* **REQUIRED WORK**
Rewrite the whole listing below as a two-column Markdown table headed Row and Line, numbering each line in order and skipping any blank lines.

* **EXERCISE INPUT**

========================================

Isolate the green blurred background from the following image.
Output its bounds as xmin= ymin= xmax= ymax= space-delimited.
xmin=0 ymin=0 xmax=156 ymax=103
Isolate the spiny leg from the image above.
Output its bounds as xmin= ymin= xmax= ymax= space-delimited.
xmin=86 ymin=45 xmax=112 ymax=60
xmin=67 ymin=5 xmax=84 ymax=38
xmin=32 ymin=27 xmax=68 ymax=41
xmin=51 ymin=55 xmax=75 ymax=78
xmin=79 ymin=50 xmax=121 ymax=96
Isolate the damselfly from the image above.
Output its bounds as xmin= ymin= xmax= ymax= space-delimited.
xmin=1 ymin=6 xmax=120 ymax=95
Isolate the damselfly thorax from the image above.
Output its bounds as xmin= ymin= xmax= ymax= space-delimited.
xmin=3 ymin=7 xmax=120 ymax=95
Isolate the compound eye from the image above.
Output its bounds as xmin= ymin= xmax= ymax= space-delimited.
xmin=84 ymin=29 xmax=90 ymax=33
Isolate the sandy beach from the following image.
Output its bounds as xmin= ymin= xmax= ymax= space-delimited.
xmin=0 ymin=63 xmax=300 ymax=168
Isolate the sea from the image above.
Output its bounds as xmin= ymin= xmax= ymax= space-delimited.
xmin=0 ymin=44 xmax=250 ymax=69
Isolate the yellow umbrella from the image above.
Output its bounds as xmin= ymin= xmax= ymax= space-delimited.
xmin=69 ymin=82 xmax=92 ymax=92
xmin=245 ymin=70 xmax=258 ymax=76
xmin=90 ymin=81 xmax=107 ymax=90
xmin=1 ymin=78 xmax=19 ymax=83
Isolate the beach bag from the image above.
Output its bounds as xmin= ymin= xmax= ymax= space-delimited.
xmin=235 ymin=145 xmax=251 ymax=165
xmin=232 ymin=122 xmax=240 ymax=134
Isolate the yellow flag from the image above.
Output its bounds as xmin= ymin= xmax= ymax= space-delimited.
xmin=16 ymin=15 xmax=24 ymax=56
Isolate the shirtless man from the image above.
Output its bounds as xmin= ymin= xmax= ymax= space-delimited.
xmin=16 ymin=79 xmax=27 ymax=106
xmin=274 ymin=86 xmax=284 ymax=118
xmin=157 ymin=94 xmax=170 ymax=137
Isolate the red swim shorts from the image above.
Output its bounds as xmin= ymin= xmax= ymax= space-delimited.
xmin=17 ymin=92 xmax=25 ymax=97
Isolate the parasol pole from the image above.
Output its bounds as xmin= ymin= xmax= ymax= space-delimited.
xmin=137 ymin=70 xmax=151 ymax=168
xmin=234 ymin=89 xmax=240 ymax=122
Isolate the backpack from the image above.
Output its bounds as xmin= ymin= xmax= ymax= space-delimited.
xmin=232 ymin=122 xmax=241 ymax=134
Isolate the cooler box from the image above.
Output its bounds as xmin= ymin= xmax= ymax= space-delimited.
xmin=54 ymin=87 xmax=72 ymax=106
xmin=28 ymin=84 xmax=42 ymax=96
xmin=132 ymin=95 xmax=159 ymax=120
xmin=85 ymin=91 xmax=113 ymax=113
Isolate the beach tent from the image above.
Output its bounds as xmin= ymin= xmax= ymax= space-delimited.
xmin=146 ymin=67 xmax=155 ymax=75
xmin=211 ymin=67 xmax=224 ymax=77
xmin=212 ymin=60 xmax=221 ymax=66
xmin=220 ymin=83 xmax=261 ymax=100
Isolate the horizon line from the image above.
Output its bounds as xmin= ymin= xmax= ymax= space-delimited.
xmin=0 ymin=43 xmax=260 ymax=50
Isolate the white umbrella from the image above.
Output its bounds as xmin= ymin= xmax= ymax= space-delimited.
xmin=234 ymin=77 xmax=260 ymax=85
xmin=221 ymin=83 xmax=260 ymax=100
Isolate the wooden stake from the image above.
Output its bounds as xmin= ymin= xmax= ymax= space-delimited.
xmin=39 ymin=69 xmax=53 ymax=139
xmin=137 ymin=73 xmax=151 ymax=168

========================================

* **RESPONSE TO THE TASK**
| Row | Line |
|---|---|
| 1 | Isolate the green blurred background from the following image. |
| 2 | Output its bounds as xmin= ymin= xmax= ymax= space-delimited. |
| 3 | xmin=0 ymin=0 xmax=156 ymax=103 |
| 4 | Isolate the spiny leg from the image above. |
| 5 | Output its bounds as xmin= ymin= xmax= ymax= space-delimited. |
| 6 | xmin=86 ymin=45 xmax=112 ymax=60 |
| 7 | xmin=67 ymin=5 xmax=84 ymax=38 |
| 8 | xmin=32 ymin=27 xmax=68 ymax=41 |
| 9 | xmin=51 ymin=55 xmax=75 ymax=78 |
| 10 | xmin=79 ymin=50 xmax=121 ymax=96 |
| 11 | Isolate the damselfly from the image above. |
| 12 | Output its bounds as xmin= ymin= xmax= ymax= space-delimited. |
| 13 | xmin=1 ymin=6 xmax=120 ymax=95 |
| 14 | Isolate the damselfly thorax from the image above. |
| 15 | Output its bounds as xmin= ymin= xmax= ymax= space-delimited. |
| 16 | xmin=3 ymin=7 xmax=120 ymax=95 |
| 17 | Isolate the compound eye from the image above. |
| 18 | Output its bounds as xmin= ymin= xmax= ymax= space-delimited. |
| 19 | xmin=84 ymin=29 xmax=90 ymax=33 |
| 20 | Isolate the sandy beach from the following image. |
| 21 | Output its bounds as xmin= ymin= xmax= ymax= space-delimited. |
| 22 | xmin=0 ymin=63 xmax=300 ymax=168 |
| 23 | Isolate the sea from the image above. |
| 24 | Output its bounds as xmin= ymin= xmax= ymax= space-delimited. |
| 25 | xmin=0 ymin=44 xmax=250 ymax=69 |
| 26 | Isolate the yellow umbrella from the image above. |
| 27 | Output its bounds as xmin= ymin= xmax= ymax= space-delimited. |
| 28 | xmin=69 ymin=82 xmax=92 ymax=92 |
| 29 | xmin=245 ymin=70 xmax=258 ymax=76 |
| 30 | xmin=90 ymin=81 xmax=107 ymax=90 |
| 31 | xmin=1 ymin=78 xmax=19 ymax=83 |
| 32 | Isolate the beach bag from the image above. |
| 33 | Output its bounds as xmin= ymin= xmax= ymax= space-delimited. |
| 34 | xmin=235 ymin=145 xmax=251 ymax=165 |
| 35 | xmin=232 ymin=122 xmax=240 ymax=134 |
| 36 | Isolate the yellow flag from the image above. |
| 37 | Output its bounds as xmin= ymin= xmax= ymax= space-delimited. |
| 38 | xmin=16 ymin=15 xmax=24 ymax=56 |
| 39 | Isolate the shirtless man from the image above. |
| 40 | Output its bounds as xmin= ymin= xmax= ymax= space-delimited. |
| 41 | xmin=16 ymin=79 xmax=27 ymax=106 |
| 42 | xmin=274 ymin=86 xmax=284 ymax=118 |
| 43 | xmin=157 ymin=94 xmax=170 ymax=137 |
| 44 | Isolate the red swim shorts from the image above. |
| 45 | Output its bounds as xmin= ymin= xmax= ymax= space-delimited. |
| 46 | xmin=17 ymin=92 xmax=25 ymax=97 |
| 47 | Isolate the parasol pole from the image above. |
| 48 | Output its bounds as xmin= ymin= xmax= ymax= space-delimited. |
| 49 | xmin=137 ymin=70 xmax=151 ymax=168 |
| 50 | xmin=234 ymin=89 xmax=240 ymax=122 |
| 51 | Isolate the backpack from the image above. |
| 52 | Output its bounds as xmin= ymin= xmax= ymax= space-delimited. |
| 53 | xmin=232 ymin=122 xmax=241 ymax=134 |
| 54 | Isolate the cooler box from the image above. |
| 55 | Output its bounds as xmin= ymin= xmax= ymax= space-delimited. |
| 56 | xmin=54 ymin=87 xmax=72 ymax=106 |
| 57 | xmin=28 ymin=84 xmax=42 ymax=96 |
| 58 | xmin=132 ymin=95 xmax=159 ymax=120 |
| 59 | xmin=85 ymin=91 xmax=113 ymax=113 |
| 60 | Isolate the beach tent from the image above. |
| 61 | Output its bounds as xmin= ymin= xmax= ymax= space-delimited. |
| 62 | xmin=146 ymin=67 xmax=155 ymax=75 |
| 63 | xmin=211 ymin=67 xmax=224 ymax=77 |
| 64 | xmin=212 ymin=60 xmax=221 ymax=66 |
| 65 | xmin=220 ymin=83 xmax=261 ymax=100 |
| 66 | Isolate the horizon line from the image above. |
| 67 | Output its bounds as xmin= ymin= xmax= ymax= space-delimited. |
| 68 | xmin=0 ymin=43 xmax=260 ymax=50 |
| 69 | Isolate the white umbrella from the image above. |
| 70 | Output its bounds as xmin= ymin= xmax= ymax= space-delimited. |
| 71 | xmin=234 ymin=77 xmax=260 ymax=85 |
| 72 | xmin=221 ymin=83 xmax=260 ymax=100 |
| 73 | Isolate the wooden stake from the image above. |
| 74 | Output its bounds as xmin= ymin= xmax= ymax= space-delimited. |
| 75 | xmin=39 ymin=69 xmax=53 ymax=139 |
| 76 | xmin=137 ymin=73 xmax=151 ymax=168 |